§ Text passage
▶
As uptime-kuma currently has no native or blessed way to replicate monitors and other data between instances, Replicator Kuma is an attempt to do this.
This is an extension of the uptime-kuma service which replicates some tables of the SQLite database of uptime-kuma between instances by leveraging DB dumps, restores and restic to push the dump to S3 (or other supported backends).
Replicator Kuma only creates restic snapshots of files (data) when they change change (the data for heartbeats, TLS, settings, etc. i.e. monitoring and instance specific data is not replicated) this selective backup happens by leveraging SHA256 sums - we dump the data and compare latest snapshot data with the new dump.
You can switch between meodes by setting the RESTORE_MERGE_STRATEGY
env variable to one of:
SNAPSHOT
(recommended)NOTIFICATIONS_INSERT_MERGE
DEFAULT
script | differentiation | what happens on replica | quirks |
---|---|---|---|
replicator.sh | does not replicate notification tables | restore if SHA of main and replica dump changes | notifications are not replicated |
replicator-notifs.sh | replicates notifs tables but does change detection through a grep + SHA | above + SHA on grep for notification tables to check their equality | some columns are floats, ARM and x86 handle these differently so in a mixed fleet, every check is a restore |
replicator-snapshots.sh | rely on main instance to do SHA check on dump, if it changes backup to restic and ALWAYS restore on replica if there is a new snapshot and when initial bootup | always restore on bootstrap + if a new snapshot is available, restore unconditionally | changes made on replica are not overwritten until restart or new main snapshot |
** Since writing this, I have made the startling discovery that production is, in fact, a state of mind.
I have been running Replicator Kuma for a few months with snapshot merge strategy and have not run into an issue; I haven't, however, upgraded yet.
There are a few cons to keep in mind which are not solved:
- DB Migrations - pin your kuma versions and when updating ensure:
- You don't update main and restore data to replicas as they might cause conflicts
- You don't update replicas then restore old data to them as this would override migration and probably break the code
- How you prolly want to do this is:
- Pin replicas and main to same updated version of
uptime-kuma
WITHOUT Replicator (i.e. use the original image or add something to prevent replicator from running - this is not added right now) - Once all replicas and main are on the same version, start Replicator Kuma on main, let it do initial backup.
- Start replicated instances.
◀
§ Short task
Write what comes next in the Replicator Kuma text, starting after "Start replicated instances."

§ Material shown
▶
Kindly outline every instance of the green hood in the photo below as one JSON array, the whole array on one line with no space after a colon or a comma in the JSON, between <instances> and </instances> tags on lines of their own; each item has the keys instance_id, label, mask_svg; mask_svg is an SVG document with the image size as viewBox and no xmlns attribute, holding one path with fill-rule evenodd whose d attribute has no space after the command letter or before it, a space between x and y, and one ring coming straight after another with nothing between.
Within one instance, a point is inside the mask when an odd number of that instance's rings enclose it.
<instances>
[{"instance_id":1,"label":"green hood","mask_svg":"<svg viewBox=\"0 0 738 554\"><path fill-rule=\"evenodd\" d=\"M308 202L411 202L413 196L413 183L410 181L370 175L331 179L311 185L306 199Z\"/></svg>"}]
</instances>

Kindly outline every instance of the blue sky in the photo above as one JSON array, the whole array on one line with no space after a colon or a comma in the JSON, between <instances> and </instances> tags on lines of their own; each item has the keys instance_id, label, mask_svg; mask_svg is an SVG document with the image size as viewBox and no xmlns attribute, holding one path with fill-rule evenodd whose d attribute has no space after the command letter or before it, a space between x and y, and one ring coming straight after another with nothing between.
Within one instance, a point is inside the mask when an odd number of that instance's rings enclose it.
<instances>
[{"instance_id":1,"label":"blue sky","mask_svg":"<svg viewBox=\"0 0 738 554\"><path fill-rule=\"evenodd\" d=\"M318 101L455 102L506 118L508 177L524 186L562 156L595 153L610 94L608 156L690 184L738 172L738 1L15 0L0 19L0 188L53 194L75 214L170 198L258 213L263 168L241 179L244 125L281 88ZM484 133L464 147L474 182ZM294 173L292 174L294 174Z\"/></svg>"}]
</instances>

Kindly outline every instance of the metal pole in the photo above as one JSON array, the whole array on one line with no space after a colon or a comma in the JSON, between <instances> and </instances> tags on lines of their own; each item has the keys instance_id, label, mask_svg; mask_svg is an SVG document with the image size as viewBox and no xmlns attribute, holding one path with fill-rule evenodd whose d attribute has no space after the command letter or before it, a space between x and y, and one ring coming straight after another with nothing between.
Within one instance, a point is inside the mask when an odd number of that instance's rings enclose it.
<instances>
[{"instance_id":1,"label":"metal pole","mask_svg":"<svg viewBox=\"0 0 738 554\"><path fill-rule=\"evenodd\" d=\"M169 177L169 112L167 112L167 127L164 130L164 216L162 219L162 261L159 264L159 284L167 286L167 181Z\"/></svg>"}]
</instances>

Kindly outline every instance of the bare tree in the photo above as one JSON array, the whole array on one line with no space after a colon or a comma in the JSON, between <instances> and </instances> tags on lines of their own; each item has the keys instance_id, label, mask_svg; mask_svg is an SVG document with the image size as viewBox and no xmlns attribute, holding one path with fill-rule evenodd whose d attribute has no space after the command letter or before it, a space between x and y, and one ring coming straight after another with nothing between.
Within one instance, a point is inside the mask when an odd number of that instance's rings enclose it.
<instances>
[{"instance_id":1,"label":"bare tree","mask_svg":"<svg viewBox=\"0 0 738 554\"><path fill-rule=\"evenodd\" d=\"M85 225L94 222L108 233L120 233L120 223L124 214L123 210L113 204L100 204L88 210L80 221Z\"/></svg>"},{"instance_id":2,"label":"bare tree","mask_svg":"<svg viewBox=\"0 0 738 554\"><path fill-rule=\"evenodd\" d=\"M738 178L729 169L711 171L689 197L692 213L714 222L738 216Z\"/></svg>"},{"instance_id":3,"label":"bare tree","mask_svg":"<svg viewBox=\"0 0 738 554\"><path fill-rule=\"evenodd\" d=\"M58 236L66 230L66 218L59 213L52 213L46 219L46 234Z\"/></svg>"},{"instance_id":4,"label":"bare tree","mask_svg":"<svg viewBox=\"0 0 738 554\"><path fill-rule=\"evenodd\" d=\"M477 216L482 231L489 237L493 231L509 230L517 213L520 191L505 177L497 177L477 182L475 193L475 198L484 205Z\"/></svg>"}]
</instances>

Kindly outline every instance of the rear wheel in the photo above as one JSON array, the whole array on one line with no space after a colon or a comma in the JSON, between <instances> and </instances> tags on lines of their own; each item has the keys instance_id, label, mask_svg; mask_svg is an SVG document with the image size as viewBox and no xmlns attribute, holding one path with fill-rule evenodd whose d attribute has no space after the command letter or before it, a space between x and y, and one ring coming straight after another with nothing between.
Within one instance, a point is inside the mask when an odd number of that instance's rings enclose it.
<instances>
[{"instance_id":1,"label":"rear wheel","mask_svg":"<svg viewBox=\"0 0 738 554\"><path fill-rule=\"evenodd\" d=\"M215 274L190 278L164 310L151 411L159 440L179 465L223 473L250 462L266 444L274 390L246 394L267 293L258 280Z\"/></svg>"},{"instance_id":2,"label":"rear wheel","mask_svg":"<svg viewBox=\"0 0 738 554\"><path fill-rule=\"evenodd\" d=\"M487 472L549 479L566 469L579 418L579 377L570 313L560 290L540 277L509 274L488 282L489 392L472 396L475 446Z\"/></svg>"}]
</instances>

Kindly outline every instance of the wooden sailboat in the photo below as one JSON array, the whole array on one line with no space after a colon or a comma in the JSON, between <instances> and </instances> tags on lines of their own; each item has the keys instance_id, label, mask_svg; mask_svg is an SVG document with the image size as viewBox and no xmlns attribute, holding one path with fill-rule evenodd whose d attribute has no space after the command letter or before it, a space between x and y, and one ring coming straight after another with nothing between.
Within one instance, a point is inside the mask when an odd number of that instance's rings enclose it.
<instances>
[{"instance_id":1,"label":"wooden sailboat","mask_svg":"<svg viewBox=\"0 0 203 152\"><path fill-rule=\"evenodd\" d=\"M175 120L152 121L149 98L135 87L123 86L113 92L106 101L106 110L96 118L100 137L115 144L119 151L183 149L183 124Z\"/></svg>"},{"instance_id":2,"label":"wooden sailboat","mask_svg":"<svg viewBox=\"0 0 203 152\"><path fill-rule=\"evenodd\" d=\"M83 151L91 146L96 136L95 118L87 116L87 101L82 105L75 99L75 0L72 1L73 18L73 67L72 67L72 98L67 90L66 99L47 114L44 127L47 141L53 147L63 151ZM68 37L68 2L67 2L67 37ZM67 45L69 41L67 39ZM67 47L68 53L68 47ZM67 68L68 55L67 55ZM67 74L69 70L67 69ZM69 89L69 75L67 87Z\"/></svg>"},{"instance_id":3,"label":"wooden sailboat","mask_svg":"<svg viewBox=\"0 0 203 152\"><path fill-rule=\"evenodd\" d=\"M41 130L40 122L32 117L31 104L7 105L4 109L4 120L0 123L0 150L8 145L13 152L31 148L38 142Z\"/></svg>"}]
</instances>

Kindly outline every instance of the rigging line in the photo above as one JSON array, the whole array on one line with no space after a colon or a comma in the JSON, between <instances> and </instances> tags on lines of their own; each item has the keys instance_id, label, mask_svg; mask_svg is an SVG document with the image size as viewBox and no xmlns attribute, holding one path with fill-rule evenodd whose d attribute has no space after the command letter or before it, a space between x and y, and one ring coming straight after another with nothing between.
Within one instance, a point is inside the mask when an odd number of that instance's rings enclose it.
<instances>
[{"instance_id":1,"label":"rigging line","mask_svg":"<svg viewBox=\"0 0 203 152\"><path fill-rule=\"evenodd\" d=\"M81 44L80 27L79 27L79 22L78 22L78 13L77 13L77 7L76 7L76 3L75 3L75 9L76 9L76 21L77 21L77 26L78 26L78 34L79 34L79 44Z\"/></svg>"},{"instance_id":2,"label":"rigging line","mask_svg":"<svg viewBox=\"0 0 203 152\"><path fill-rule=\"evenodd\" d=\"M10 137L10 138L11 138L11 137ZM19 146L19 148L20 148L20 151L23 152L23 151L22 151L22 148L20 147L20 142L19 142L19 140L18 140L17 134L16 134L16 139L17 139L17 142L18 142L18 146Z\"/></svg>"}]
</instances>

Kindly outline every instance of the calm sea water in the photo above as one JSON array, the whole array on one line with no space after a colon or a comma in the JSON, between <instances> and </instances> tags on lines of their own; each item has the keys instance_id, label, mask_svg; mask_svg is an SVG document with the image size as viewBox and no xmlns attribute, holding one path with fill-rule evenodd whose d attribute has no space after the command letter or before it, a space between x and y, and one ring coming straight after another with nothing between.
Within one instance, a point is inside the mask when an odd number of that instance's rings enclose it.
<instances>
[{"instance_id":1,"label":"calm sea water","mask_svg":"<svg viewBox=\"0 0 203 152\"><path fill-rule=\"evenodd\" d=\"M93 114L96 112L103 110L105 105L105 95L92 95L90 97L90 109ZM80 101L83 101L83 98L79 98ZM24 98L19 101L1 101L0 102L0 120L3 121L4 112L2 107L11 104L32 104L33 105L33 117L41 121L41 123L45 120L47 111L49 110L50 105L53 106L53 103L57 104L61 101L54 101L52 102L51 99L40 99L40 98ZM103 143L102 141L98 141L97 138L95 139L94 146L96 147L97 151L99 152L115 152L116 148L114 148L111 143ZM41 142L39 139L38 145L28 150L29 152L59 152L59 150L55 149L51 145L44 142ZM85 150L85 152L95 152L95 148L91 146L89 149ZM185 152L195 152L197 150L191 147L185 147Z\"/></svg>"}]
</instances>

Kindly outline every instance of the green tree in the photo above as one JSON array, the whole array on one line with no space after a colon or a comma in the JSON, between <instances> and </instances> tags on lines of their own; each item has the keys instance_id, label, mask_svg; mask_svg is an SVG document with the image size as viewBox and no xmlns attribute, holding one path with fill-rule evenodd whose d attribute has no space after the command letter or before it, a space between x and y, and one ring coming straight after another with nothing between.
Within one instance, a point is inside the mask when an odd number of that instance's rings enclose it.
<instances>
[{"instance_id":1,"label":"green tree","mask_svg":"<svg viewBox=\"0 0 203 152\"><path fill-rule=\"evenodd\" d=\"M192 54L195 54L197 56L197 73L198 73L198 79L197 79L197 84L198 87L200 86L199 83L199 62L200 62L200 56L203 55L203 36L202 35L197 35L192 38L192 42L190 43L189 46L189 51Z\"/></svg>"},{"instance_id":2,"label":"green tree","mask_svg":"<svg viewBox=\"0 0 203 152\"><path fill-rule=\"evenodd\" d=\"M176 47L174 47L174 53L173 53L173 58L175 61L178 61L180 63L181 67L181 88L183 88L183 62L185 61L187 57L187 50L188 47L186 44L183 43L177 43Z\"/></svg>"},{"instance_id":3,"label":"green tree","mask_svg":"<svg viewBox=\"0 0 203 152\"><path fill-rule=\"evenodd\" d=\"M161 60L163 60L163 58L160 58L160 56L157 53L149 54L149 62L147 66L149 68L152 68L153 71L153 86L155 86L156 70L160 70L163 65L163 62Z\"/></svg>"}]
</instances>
◀
§ Task output
- ^^ this is just off the top of my head but it should work - no pinky promises
- Pin replicas and main to same updated version of
- Keep ONLY 1 main instance
- while this won't immeditately break anything it may cause inconsistencies in your fleet and upgrades would be prone to break even more
- also, note that when container spins up there is a delay before Replica Kuma spins up, this is:
- main instance: 60 secs
- replias: 90 secs
- this is to allow uptime-kuma to spin up and carry out any initialization and / or migrations it may need to before backups are triggered
- ONLY add new monitors and make changes from main instance
- unless you want it to be overwritten by Replicator Kuma every time it runs
- also, add
cross-monitoring
for all uptime kuma instances (even monitor the main instance itself) - this will cause all instances to monitor themselves but since only main instance is source of truth, it is unavoidable - notification channels and notifications for monitors are not replicated by default, you must configure this across the fleet manually (or via the API - but then why why Replicator Kuma at all?)
- When Replicator Kuma decides to restore, it will:
- stop the running instance of uptime-kuma within the container (gracefully) - monitoring it until it quits
- drop the DB tables
- restore the data from dump from restic backup (this takes a lil bit)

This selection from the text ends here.